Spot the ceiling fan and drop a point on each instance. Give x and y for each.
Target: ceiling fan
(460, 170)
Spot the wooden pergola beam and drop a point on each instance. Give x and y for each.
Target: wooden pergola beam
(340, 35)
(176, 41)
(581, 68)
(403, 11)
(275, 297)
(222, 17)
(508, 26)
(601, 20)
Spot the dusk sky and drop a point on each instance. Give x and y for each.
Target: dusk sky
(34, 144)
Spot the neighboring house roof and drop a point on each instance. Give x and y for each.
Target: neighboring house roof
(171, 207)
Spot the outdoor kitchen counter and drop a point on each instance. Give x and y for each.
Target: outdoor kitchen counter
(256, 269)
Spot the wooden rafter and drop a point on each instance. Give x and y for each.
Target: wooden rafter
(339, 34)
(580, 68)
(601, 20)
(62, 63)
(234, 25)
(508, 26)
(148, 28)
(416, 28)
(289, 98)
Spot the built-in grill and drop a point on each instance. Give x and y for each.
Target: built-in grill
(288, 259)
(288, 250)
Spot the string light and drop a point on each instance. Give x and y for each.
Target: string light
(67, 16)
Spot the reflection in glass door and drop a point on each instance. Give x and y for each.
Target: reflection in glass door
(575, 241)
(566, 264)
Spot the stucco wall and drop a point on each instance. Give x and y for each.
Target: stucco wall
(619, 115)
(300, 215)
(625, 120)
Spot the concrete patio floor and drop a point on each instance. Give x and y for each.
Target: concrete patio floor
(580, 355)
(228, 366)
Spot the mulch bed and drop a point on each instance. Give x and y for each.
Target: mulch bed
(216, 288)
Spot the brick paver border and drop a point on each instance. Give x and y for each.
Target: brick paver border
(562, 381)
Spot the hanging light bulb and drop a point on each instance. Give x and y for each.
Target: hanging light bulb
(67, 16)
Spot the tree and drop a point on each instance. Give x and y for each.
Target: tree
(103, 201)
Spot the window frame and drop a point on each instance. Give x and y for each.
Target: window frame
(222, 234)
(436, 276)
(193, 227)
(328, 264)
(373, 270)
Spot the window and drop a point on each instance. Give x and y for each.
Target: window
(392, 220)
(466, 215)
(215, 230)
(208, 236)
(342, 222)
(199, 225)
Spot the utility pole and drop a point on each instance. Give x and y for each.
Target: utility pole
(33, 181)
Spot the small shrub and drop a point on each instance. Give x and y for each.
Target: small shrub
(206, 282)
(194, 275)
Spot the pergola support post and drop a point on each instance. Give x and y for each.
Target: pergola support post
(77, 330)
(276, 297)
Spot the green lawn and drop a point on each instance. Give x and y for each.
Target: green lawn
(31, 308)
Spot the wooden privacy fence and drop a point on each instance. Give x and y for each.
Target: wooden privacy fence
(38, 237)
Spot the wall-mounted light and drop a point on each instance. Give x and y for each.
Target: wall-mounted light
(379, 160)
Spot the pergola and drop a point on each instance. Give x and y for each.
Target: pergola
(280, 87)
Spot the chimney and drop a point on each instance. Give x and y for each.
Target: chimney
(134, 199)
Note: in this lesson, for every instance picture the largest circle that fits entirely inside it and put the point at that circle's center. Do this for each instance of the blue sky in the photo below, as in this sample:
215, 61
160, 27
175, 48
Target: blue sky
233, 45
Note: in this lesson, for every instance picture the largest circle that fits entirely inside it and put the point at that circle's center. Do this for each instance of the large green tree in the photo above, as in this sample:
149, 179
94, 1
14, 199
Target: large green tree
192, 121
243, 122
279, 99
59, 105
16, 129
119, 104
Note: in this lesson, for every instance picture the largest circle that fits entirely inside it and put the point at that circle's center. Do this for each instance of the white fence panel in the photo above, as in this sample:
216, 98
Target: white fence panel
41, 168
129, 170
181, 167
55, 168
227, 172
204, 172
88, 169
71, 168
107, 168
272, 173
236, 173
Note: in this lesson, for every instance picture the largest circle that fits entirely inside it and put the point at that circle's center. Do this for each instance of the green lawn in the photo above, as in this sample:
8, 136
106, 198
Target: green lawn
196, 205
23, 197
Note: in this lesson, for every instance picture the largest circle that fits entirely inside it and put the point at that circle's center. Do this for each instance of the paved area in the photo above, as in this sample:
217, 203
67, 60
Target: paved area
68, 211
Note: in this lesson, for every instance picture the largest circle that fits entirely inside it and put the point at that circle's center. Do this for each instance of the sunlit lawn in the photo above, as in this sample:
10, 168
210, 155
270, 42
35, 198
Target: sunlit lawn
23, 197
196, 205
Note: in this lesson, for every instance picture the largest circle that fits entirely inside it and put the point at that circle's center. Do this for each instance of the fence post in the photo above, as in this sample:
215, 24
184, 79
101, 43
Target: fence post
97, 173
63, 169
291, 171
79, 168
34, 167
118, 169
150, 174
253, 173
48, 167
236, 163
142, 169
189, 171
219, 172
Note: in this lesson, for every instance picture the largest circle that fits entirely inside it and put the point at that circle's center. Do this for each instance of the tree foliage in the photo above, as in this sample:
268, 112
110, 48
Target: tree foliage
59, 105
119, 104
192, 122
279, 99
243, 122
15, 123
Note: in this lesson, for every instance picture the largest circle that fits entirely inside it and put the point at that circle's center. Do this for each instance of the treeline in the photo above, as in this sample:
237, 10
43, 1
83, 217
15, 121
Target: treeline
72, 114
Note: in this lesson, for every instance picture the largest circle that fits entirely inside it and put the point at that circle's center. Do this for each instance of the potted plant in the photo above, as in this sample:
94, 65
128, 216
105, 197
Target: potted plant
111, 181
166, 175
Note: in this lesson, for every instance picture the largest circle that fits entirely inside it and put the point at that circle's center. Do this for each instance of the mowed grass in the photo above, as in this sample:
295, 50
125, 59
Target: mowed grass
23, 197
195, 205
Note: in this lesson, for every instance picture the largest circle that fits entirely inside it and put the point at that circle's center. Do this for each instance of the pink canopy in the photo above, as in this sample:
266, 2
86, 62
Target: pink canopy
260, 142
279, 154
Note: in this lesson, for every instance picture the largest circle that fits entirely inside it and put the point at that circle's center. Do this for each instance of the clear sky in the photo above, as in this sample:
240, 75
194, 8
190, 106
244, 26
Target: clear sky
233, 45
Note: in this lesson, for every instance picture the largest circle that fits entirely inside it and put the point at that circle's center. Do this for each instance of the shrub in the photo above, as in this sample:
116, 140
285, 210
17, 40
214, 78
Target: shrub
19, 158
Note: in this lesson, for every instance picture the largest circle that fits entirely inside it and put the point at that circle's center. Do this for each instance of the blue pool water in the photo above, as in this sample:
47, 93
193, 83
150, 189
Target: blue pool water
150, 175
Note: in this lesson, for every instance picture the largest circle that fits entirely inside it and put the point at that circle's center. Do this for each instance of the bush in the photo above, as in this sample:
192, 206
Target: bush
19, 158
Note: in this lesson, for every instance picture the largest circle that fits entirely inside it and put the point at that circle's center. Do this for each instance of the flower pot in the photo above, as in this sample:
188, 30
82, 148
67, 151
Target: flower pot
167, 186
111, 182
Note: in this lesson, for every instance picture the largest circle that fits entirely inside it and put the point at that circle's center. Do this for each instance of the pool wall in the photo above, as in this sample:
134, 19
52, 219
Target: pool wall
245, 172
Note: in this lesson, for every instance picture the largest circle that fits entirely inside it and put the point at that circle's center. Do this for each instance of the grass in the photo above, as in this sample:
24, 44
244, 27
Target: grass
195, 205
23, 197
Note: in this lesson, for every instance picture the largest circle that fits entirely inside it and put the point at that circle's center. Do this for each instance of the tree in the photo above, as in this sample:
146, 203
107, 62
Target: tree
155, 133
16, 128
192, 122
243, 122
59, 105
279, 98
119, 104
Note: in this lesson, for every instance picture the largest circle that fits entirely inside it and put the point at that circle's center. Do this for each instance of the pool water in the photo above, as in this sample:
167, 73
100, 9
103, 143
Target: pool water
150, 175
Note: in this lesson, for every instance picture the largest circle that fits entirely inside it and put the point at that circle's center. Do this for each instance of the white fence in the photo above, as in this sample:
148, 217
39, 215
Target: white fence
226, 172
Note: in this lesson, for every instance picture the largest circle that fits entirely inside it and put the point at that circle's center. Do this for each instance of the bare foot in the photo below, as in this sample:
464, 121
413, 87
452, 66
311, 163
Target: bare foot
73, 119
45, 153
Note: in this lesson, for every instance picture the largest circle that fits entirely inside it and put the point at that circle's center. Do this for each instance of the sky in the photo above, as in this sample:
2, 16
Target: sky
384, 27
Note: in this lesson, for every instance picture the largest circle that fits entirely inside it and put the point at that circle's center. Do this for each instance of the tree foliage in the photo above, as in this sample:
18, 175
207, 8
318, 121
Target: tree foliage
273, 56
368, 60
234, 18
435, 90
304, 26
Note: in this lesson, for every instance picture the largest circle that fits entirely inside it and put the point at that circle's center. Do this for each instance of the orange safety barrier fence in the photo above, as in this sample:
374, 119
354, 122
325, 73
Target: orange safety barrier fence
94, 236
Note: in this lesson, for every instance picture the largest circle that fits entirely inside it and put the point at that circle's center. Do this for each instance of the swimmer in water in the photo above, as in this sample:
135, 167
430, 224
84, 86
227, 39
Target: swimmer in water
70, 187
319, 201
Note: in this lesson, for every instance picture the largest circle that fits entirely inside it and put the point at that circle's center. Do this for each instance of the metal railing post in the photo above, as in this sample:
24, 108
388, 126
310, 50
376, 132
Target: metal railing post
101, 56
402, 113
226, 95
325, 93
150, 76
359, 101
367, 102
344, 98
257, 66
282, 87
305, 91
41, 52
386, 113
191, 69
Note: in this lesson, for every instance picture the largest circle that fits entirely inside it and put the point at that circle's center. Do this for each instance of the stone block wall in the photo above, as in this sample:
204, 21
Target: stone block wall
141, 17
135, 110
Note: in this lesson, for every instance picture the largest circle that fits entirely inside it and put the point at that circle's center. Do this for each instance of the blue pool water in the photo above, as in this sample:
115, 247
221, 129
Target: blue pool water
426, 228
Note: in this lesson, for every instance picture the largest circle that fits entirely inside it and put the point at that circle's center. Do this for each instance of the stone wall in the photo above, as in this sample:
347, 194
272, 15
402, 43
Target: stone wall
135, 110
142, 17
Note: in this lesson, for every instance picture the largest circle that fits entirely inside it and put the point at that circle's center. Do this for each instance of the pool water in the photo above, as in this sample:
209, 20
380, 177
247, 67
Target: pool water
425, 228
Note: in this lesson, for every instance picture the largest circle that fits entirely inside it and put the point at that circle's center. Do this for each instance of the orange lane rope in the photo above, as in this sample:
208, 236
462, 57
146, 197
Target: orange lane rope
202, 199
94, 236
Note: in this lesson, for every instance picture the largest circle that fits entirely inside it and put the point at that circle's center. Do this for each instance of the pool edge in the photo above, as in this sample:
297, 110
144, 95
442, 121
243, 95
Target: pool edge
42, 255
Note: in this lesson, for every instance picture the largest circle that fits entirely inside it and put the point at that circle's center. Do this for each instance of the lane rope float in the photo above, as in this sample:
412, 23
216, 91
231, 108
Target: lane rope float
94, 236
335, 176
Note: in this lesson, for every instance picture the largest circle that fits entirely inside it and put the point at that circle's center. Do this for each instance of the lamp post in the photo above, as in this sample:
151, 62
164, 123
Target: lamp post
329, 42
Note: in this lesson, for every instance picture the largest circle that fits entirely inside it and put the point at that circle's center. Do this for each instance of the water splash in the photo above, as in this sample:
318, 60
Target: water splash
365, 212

⁂

Directions for this task: Begin with the line containing "the pool edge" and repeat each line exactly until the records above end.

Final result:
Note: in this lesson, for every instance picture the largest circle that fits entirely inside it and put the point at that circle's center. Do this for each instance of the pool edge in the photo above, as in this sample:
297, 110
144, 95
442, 121
243, 95
Target: pool edge
42, 255
Note: in this lesson, for every instance picture the largest circle that fits entirely inside it and put the point at that circle's center. Do this for each instance of the lane rope float in the photo above, as in this sample:
412, 23
216, 91
231, 108
Target: lane rope float
94, 236
335, 176
Note: in this lesson, for every instance picture the largest circle that fits entirely inside it and put the point at that circle's center. Do this for each instance of the lamp post in the photo above, as in this sample:
151, 62
164, 123
Target: lamp post
329, 42
Note: in this lesson, for every instance picture the largest circle that fits entirely inside it and put the point at that circle's center. Do this for each instance of the water splash in the photo above, as in this sample:
318, 60
Target: water splash
365, 212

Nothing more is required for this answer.